## Assigned task:
Your answer should be the records below, repeated exactly as they stand.

--- START ---

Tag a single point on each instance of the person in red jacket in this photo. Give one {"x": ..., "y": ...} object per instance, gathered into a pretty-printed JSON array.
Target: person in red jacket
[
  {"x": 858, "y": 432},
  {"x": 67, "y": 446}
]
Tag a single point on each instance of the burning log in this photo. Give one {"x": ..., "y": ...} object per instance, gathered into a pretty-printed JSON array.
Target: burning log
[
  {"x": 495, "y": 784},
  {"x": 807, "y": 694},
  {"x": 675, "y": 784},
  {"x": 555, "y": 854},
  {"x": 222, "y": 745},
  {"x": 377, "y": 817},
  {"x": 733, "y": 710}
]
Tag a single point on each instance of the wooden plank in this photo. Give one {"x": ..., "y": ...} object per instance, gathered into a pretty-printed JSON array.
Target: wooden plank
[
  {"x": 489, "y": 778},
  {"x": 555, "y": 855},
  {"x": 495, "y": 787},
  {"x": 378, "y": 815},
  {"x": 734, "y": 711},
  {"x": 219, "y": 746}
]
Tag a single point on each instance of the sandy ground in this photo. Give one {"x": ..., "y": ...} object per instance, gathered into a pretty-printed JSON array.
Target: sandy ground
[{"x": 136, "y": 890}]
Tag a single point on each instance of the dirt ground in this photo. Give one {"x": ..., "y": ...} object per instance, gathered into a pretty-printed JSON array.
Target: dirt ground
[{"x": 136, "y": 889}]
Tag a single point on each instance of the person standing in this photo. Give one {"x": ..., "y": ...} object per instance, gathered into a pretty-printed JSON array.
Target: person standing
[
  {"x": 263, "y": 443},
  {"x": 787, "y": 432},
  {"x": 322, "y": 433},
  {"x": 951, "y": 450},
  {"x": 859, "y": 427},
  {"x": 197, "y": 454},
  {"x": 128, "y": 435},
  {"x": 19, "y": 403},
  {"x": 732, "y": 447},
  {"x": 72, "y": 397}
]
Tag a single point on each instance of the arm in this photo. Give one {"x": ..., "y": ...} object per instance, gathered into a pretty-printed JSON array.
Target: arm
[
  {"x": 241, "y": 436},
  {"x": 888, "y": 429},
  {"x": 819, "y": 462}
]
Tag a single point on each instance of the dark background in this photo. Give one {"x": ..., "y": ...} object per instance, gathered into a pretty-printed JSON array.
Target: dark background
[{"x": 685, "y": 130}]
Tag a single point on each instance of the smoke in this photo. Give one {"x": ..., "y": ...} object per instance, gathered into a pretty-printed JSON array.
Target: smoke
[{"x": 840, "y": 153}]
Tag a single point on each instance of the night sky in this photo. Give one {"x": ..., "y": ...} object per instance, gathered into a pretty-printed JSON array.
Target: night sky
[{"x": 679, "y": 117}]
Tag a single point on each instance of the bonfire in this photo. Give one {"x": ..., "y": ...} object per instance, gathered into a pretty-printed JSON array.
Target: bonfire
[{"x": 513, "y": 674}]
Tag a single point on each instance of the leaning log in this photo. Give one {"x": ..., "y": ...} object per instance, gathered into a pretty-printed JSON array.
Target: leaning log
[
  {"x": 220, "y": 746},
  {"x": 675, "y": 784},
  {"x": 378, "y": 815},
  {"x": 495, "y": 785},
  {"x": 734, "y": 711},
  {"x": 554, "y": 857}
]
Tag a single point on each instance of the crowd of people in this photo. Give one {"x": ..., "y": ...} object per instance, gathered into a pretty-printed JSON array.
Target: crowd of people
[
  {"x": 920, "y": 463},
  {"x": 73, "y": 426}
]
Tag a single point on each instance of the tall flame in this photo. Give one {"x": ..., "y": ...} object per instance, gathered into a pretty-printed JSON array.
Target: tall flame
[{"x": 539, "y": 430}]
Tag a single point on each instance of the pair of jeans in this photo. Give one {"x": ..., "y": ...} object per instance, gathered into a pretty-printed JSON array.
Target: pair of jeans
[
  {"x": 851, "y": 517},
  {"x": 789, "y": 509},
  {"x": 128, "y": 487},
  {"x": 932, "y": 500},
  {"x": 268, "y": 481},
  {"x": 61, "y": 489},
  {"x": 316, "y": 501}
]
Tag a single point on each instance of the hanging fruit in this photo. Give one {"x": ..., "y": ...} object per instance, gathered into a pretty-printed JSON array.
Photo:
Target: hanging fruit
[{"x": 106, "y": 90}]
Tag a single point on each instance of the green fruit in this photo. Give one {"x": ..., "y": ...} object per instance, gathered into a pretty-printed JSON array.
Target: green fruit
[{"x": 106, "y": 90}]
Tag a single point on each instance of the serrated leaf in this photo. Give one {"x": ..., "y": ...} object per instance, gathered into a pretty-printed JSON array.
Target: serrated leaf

--- END ---

## Expected answer:
Tag a single point on each instance of the person in red jacket in this photo. Give one {"x": ..., "y": ...} object per instance, gathered into a pretty-printed JSON array.
Target: person in red jacket
[
  {"x": 858, "y": 432},
  {"x": 67, "y": 446}
]
Tag a single point on each instance of the burning log in this photo. Give one {"x": ..., "y": ...} object per instance, gathered into a pretty-printed JSON array.
Target: burning log
[
  {"x": 495, "y": 784},
  {"x": 807, "y": 694},
  {"x": 675, "y": 784},
  {"x": 555, "y": 854},
  {"x": 222, "y": 745},
  {"x": 377, "y": 817},
  {"x": 733, "y": 710}
]
Tag a single point on each instance of the wooden plank in this photo. Give one {"x": ..., "y": ...} object per instance, gathered into a pretty-printed JSON array.
Target: wooden plank
[
  {"x": 489, "y": 778},
  {"x": 555, "y": 855},
  {"x": 495, "y": 787},
  {"x": 378, "y": 815},
  {"x": 734, "y": 711},
  {"x": 219, "y": 746}
]
Tag a single point on each instance of the sandy ground in this photo. Give one {"x": ..., "y": ...} object per instance, gathered into a pretty-printed JSON array.
Target: sandy ground
[{"x": 136, "y": 890}]
Tag a single point on each instance of the dirt ground in this photo. Give one {"x": ..., "y": ...} object per instance, gathered into a pretty-printed JSON array.
Target: dirt ground
[{"x": 136, "y": 889}]
Tag a single point on each instance of the person standing in this photo. Give one {"x": ..., "y": ...} object per instance, gathered into a pretty-printed JSON array.
Target: person standing
[
  {"x": 263, "y": 443},
  {"x": 787, "y": 432},
  {"x": 322, "y": 433},
  {"x": 951, "y": 450},
  {"x": 859, "y": 427},
  {"x": 197, "y": 454},
  {"x": 128, "y": 435},
  {"x": 19, "y": 403},
  {"x": 732, "y": 447},
  {"x": 72, "y": 397}
]
Tag a single point on each instance of the arm in this photo. Give one {"x": ..., "y": ...} object per instance, gathered into a pretty-printed JSON array.
Target: arm
[
  {"x": 241, "y": 436},
  {"x": 888, "y": 429},
  {"x": 819, "y": 462}
]
Tag a single point on each instance of the dark background in this photo. Give one {"x": ..., "y": ...} object per instance, gathered into a pretty-printed JSON array.
Target: dark background
[{"x": 685, "y": 130}]
Tag a single point on each instance of the smoke in this photo. Give one {"x": ..., "y": ...} object per instance, gathered into a pretty-printed JSON array.
Target: smoke
[{"x": 840, "y": 153}]
Tag a single point on each instance of the night sky in this photo. Give one {"x": ..., "y": ...} object per instance, gathered into a pretty-printed JSON array.
Target: night sky
[{"x": 679, "y": 117}]
Tag a single point on each instance of the bonfire in this photo. Give one {"x": ..., "y": ...} object per instance, gathered into a pretty-printed JSON array.
Target: bonfire
[{"x": 513, "y": 674}]
Tag a single point on each instance of the leaning log in this photo. Give one {"x": ..., "y": ...} object per instance, gathered into a pretty-printed JSON array.
Target: leaning log
[
  {"x": 220, "y": 746},
  {"x": 675, "y": 784},
  {"x": 378, "y": 815},
  {"x": 495, "y": 785},
  {"x": 734, "y": 711},
  {"x": 554, "y": 857}
]
Tag a single point on each instance of the crowd of people in this photo. Give one {"x": ..., "y": ...} object per instance, gathered into a pretty-printed JSON array.
Target: crowd of people
[
  {"x": 920, "y": 463},
  {"x": 73, "y": 426}
]
Tag a single point on each instance of the tall flame in this photo. Give one {"x": ..., "y": ...} object per instance, gathered into a pretty-printed JSON array.
Target: tall flame
[{"x": 539, "y": 430}]
Tag a single point on each instance of the pair of jeans in this photo. Give one {"x": ..., "y": ...} object per instance, gathered into a pretty-printed JSON array.
Target: pair of jeans
[
  {"x": 851, "y": 517},
  {"x": 789, "y": 509},
  {"x": 128, "y": 487},
  {"x": 932, "y": 500},
  {"x": 268, "y": 481},
  {"x": 61, "y": 489},
  {"x": 316, "y": 501}
]
Tag a single point on each instance of the hanging fruit in this photo. Give one {"x": ..., "y": ...} object per instance, gathered into a pretty-printed JSON array.
Photo:
Target: hanging fruit
[{"x": 106, "y": 90}]
Tag a single point on each instance of the green fruit in this photo. Give one {"x": ..., "y": ...} object per instance, gathered into a pretty-printed JSON array.
Target: green fruit
[{"x": 106, "y": 90}]
Tag a single point on each instance of the serrated leaf in this photo. Give one {"x": ..., "y": ...} object per instance, gathered into a pretty-printed JSON array.
Target: serrated leaf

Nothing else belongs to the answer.